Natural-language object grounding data
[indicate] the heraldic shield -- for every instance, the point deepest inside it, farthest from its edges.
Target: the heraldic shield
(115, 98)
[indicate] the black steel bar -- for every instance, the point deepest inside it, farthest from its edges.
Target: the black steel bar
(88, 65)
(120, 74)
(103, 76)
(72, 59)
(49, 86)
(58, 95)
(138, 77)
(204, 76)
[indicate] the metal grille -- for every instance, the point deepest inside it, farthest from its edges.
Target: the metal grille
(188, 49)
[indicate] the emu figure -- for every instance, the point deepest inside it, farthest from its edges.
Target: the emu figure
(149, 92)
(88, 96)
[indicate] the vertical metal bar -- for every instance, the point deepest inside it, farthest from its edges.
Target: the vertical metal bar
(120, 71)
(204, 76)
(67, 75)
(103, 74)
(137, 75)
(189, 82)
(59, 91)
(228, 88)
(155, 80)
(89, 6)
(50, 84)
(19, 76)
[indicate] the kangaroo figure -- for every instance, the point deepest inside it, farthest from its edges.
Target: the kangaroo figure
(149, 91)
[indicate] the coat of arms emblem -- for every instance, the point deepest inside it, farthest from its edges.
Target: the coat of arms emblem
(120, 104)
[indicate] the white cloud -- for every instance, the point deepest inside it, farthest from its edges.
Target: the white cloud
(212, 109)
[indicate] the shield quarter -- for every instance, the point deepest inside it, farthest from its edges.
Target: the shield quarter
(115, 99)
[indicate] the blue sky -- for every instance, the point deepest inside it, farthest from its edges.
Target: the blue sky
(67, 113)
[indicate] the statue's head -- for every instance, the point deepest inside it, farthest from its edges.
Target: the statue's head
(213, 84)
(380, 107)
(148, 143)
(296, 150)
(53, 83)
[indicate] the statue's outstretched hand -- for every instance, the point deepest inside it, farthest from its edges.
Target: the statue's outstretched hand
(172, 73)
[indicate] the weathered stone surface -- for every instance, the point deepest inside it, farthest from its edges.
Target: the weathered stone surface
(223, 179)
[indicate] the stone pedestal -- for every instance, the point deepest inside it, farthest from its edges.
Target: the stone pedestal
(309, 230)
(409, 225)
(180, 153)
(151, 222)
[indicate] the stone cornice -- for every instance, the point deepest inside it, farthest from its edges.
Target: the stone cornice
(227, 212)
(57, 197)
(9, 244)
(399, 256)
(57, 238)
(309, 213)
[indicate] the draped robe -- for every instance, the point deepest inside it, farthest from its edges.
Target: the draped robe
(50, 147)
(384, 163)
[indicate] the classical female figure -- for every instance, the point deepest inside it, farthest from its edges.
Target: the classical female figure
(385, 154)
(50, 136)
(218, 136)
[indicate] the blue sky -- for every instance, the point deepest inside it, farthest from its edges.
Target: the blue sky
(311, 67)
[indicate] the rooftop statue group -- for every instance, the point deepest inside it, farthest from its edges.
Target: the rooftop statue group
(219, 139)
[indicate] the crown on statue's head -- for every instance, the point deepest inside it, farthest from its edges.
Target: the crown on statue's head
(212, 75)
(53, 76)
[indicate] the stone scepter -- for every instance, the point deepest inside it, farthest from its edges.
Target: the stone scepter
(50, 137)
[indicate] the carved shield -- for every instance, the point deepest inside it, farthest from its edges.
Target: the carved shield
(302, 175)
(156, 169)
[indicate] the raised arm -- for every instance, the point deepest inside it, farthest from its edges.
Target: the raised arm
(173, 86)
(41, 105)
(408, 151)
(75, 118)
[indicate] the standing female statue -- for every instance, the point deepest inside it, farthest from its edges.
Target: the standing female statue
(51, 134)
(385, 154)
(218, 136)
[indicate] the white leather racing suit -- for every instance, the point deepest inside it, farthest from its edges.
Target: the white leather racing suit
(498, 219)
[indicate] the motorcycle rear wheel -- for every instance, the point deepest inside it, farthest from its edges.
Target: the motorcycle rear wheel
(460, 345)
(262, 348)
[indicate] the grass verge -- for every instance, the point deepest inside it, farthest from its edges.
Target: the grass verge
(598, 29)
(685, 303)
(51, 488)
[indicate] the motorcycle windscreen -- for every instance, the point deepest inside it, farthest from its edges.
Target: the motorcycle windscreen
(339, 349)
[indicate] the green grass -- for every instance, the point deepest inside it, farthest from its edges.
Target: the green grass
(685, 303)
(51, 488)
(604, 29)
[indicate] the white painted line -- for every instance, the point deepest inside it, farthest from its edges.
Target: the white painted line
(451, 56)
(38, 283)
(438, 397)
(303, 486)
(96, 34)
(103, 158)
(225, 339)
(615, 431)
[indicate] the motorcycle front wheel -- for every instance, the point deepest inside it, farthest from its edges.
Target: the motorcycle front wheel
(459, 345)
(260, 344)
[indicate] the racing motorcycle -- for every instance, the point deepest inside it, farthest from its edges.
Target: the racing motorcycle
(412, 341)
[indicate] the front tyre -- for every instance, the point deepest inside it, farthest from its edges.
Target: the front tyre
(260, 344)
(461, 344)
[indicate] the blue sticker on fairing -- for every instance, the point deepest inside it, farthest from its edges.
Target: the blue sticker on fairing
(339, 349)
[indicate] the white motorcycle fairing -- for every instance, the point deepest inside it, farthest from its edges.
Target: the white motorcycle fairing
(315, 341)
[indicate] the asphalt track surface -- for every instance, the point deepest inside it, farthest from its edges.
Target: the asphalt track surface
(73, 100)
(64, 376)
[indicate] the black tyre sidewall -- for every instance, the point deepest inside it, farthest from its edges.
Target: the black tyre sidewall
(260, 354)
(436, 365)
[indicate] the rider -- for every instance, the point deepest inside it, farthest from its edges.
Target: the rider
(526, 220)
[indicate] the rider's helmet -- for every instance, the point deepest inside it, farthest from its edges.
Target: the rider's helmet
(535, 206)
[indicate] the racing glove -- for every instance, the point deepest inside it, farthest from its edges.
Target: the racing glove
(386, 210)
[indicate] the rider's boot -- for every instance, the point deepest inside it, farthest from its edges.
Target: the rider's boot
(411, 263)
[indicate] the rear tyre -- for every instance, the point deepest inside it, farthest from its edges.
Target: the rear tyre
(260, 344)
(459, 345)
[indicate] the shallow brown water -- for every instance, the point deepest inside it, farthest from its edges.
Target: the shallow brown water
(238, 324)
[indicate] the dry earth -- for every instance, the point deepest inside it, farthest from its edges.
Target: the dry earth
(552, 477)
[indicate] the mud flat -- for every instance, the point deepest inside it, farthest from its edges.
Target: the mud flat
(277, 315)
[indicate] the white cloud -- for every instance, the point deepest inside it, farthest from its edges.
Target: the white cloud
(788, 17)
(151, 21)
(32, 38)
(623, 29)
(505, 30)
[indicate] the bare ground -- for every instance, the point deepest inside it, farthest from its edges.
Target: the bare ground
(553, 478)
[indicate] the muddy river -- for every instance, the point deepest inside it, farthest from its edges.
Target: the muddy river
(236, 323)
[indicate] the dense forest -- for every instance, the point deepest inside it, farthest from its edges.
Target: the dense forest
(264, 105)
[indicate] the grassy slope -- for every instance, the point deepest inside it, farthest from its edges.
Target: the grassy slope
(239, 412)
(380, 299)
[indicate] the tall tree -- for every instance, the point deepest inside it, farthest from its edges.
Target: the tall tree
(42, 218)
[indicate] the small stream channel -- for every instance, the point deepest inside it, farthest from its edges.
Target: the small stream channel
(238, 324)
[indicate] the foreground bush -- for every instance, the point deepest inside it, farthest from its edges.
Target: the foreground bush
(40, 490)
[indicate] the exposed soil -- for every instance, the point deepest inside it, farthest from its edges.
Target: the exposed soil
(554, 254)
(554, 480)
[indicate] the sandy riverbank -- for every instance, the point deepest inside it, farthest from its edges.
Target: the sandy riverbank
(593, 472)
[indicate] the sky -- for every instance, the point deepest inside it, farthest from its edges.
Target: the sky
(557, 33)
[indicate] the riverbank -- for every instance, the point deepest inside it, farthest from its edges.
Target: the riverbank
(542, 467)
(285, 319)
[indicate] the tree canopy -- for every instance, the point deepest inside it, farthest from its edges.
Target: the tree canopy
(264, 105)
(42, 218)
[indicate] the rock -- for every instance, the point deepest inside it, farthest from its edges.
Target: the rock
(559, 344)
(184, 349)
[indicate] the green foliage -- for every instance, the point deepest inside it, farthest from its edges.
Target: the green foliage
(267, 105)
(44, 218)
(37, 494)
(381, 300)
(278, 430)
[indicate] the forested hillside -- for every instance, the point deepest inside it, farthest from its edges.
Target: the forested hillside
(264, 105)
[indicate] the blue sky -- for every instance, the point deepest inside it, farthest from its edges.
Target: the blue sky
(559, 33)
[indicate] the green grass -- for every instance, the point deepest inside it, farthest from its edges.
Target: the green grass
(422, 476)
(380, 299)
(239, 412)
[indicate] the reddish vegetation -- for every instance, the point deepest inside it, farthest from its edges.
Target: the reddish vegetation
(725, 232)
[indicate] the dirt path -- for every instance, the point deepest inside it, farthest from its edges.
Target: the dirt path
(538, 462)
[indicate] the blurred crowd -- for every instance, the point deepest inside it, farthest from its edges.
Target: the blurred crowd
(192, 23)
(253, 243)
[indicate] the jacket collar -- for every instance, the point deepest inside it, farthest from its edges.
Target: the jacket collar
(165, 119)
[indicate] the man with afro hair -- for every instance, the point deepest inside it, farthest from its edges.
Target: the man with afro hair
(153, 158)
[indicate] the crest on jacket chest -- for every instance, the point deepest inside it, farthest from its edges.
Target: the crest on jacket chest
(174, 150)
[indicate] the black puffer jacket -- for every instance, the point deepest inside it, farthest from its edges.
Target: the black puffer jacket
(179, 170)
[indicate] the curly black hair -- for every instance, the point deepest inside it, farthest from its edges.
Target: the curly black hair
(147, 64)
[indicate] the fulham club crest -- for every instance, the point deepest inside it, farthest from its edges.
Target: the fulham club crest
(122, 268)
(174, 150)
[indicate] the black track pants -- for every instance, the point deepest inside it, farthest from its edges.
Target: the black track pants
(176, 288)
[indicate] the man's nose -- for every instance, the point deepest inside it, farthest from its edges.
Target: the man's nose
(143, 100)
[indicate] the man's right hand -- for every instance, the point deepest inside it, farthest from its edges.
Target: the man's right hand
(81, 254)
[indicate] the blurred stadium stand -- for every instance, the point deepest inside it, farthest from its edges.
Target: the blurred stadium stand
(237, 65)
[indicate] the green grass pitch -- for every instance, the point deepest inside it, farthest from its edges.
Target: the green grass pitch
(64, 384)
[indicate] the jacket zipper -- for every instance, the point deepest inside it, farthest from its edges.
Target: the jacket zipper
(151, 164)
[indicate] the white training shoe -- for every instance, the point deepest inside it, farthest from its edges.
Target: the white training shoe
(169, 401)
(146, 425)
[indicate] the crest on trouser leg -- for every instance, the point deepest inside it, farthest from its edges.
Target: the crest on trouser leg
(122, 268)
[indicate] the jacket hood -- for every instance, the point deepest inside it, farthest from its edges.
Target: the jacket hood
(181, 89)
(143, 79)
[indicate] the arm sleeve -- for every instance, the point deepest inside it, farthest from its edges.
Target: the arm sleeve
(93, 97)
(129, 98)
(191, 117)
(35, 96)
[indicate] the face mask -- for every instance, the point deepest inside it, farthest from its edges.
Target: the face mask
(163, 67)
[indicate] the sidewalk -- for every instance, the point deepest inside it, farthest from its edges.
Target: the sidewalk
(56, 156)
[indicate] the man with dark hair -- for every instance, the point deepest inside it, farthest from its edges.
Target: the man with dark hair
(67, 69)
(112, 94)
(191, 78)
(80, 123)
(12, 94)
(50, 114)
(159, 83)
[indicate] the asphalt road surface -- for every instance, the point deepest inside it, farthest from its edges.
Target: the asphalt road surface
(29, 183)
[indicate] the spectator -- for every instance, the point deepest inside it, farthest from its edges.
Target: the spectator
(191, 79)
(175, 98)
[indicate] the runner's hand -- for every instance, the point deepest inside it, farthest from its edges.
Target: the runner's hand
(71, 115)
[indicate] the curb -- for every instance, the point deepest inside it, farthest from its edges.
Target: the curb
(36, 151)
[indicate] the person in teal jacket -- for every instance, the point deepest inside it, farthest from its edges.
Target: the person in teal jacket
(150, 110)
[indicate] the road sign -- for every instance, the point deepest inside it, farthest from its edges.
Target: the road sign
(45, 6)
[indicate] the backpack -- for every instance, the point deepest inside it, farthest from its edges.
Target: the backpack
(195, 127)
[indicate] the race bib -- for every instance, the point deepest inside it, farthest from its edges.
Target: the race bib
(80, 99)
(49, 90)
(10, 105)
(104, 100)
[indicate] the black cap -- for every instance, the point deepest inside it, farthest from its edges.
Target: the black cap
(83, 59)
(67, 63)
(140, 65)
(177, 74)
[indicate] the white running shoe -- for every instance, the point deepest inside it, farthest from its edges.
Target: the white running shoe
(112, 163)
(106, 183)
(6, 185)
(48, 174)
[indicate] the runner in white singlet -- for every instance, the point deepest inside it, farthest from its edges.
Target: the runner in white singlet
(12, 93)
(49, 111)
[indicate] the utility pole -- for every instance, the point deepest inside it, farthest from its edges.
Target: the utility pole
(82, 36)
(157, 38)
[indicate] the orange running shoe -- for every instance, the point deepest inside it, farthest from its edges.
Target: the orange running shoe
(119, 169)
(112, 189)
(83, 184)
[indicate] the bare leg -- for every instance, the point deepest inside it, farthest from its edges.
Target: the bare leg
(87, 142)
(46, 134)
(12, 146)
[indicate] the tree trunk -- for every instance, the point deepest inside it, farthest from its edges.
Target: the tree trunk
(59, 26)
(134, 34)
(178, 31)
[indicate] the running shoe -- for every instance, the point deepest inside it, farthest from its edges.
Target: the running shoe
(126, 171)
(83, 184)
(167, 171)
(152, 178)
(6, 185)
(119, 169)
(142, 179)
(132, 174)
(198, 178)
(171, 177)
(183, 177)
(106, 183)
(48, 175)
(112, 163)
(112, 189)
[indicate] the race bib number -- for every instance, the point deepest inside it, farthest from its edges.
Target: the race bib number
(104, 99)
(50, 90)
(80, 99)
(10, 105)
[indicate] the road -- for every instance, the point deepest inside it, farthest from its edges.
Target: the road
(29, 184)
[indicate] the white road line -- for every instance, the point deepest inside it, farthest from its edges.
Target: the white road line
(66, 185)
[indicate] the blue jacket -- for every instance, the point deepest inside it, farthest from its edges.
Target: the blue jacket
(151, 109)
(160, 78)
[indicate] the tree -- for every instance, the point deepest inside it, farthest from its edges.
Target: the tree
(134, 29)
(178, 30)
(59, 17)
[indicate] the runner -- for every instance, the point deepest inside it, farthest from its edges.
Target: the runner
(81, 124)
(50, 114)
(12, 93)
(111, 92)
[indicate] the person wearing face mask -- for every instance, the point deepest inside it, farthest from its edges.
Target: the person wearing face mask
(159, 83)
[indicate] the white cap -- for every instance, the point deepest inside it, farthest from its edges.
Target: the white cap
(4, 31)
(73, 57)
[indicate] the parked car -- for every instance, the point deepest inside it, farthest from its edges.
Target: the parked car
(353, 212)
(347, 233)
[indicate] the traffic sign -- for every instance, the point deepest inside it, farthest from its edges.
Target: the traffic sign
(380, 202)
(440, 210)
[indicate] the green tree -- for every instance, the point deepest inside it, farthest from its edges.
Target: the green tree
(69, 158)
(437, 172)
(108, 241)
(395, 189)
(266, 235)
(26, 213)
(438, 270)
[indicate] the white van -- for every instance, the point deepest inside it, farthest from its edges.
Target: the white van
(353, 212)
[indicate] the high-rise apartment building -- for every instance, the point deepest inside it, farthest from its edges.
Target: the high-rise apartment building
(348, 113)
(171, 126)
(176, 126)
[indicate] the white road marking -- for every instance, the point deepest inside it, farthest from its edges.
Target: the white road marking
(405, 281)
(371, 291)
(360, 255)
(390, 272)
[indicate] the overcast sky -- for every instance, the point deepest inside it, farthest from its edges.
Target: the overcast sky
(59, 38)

- **Activity**
When the line with "[indicate] the white van" is reached in the data above, begin copying, and stop after the line with "[indicate] the high-rise"; copy each line exactly, both ends included.

- **The completed task**
[indicate] the white van -- for every instance, the point deepest inside it, farthest from its edges.
Target: the white van
(353, 212)
[indicate] the high-rise apartment building -- for every instance, the point deepest inside it, farthest from its edges.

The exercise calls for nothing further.